Referring expression pointing data
▬▬▬▬▬▬▬▬▬▬

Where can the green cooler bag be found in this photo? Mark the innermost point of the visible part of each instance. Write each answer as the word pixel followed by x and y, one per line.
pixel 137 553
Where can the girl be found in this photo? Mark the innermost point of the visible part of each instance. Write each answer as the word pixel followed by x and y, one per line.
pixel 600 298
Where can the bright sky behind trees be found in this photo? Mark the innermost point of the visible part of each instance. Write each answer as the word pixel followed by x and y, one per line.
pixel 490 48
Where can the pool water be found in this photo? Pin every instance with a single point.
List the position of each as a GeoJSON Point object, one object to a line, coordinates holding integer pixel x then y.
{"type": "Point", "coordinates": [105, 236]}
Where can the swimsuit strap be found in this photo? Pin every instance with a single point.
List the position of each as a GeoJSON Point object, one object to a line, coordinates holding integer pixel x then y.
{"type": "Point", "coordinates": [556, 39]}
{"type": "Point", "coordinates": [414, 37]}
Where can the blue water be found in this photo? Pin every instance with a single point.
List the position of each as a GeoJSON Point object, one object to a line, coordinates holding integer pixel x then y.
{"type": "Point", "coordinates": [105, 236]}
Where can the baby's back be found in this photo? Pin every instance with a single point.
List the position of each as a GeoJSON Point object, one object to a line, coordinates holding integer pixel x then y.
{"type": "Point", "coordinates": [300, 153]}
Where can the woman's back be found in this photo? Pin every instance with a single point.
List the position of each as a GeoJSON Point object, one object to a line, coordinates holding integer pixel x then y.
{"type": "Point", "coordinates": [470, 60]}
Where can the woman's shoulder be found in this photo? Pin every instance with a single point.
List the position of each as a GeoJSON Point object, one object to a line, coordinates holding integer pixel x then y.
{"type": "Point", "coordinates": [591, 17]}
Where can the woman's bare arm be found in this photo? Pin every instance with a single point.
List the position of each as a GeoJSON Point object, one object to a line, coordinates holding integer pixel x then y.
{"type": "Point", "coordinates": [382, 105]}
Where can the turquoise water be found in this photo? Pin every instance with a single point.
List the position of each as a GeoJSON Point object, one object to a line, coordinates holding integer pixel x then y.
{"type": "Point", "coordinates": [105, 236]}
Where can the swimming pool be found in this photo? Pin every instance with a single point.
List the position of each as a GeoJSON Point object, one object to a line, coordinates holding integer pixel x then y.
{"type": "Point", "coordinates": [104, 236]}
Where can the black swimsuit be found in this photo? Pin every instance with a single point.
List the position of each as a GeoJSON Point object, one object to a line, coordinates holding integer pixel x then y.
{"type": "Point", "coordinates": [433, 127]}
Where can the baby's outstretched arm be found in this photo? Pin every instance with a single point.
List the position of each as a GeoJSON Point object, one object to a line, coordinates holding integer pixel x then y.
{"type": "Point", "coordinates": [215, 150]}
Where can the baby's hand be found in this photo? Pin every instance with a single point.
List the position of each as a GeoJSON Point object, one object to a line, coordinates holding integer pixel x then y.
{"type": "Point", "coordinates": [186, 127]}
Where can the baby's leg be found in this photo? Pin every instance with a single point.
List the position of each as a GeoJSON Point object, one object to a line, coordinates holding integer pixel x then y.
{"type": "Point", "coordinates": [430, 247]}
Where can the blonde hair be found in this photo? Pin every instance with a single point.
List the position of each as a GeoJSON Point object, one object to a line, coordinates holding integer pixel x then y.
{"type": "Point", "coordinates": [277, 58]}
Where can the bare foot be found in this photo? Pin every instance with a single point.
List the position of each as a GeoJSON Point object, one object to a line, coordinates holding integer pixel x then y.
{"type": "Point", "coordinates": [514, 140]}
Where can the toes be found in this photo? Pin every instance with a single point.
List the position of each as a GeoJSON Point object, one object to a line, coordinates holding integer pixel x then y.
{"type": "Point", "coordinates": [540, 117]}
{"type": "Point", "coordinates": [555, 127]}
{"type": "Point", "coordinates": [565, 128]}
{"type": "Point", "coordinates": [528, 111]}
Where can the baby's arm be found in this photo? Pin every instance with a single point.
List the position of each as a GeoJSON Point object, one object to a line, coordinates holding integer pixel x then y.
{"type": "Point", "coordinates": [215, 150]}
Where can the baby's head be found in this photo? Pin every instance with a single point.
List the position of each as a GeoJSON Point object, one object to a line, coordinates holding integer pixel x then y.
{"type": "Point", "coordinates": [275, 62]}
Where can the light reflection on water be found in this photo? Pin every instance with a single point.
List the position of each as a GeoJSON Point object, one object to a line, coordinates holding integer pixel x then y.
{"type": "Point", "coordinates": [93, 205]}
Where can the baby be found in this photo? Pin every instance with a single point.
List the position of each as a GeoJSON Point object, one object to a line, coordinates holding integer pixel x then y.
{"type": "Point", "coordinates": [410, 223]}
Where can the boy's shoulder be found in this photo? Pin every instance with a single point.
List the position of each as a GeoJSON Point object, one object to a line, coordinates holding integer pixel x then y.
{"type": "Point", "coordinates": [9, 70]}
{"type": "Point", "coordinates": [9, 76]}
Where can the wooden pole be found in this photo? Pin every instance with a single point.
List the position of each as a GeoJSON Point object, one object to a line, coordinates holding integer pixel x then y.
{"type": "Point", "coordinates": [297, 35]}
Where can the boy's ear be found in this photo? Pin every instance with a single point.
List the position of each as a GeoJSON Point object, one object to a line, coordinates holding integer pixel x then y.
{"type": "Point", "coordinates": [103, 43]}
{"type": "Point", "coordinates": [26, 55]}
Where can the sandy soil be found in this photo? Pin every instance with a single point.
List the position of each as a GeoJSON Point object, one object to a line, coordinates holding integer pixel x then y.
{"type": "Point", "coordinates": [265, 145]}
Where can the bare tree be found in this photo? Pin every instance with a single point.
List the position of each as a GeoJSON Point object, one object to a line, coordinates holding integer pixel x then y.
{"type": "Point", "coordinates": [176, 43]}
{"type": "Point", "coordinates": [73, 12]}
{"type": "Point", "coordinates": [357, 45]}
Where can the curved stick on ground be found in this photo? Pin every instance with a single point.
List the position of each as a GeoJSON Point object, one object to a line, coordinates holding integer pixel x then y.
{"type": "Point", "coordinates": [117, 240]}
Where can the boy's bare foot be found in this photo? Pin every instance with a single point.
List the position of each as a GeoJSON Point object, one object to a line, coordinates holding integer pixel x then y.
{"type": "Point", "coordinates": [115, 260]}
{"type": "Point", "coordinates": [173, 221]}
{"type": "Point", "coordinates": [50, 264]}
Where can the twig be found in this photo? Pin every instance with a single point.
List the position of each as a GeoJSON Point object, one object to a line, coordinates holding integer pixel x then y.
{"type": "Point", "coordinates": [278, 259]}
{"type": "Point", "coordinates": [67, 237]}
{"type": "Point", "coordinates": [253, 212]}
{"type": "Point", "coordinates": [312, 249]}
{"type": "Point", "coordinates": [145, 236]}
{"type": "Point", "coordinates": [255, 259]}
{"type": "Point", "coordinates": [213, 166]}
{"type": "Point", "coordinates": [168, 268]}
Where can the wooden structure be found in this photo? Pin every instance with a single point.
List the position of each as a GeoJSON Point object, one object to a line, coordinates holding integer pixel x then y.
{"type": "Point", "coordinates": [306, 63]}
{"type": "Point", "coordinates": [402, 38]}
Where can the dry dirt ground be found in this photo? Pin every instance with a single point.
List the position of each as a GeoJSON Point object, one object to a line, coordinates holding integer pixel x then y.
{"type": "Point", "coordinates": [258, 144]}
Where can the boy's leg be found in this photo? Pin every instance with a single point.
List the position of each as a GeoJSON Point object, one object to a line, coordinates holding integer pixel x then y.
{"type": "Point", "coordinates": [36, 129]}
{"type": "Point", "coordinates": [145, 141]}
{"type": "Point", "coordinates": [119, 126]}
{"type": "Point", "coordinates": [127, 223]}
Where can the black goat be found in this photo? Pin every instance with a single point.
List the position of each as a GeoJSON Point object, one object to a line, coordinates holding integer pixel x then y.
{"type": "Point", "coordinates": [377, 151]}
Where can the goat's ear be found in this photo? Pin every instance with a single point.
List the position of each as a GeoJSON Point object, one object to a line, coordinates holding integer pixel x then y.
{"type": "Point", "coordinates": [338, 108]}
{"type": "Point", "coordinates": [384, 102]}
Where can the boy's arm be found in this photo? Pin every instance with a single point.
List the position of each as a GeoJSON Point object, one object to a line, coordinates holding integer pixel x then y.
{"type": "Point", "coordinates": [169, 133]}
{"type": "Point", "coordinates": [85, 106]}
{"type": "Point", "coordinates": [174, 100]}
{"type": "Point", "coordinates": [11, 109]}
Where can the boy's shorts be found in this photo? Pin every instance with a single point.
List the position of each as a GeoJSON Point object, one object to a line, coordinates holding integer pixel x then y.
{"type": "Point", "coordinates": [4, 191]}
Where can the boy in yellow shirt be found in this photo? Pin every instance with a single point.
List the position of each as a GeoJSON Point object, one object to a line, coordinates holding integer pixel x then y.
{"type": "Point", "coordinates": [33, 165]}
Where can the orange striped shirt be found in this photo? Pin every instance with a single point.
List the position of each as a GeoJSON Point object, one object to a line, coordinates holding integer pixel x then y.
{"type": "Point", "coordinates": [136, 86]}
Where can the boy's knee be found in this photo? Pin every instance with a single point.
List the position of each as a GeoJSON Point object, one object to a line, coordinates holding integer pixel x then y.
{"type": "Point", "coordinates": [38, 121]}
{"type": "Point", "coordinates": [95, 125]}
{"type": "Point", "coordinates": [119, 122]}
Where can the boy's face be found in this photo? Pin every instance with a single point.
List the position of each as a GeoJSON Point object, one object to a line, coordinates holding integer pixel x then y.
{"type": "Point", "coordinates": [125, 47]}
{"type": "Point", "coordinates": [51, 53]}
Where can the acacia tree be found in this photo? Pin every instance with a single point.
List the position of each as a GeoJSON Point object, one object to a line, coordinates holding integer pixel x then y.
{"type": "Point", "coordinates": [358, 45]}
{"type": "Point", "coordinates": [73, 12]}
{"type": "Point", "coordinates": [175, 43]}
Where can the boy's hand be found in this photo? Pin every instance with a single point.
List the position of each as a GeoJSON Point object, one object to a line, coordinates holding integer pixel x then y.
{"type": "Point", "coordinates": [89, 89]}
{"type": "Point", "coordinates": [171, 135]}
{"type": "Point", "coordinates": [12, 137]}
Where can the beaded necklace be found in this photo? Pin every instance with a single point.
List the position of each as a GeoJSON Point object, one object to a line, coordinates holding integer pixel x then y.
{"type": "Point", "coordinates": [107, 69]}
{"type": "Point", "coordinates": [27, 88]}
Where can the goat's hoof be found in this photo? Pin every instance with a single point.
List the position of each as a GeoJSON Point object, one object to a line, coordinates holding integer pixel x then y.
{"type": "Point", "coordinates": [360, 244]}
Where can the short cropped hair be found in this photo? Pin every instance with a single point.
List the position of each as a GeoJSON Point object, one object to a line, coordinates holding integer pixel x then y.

▬▬▬▬▬▬▬▬▬▬

§ **What to produce**
Search the data above for the word "woman", then gather each line in which it appears.

§ **Solution to the exercise**
Where can the woman's back be found in this photo? Pin every instance with a single point.
Where can the woman's shoulder be found in this photo? Pin every instance with a single point.
Where can the woman's bare arm be found in this photo? Pin every instance with a single point.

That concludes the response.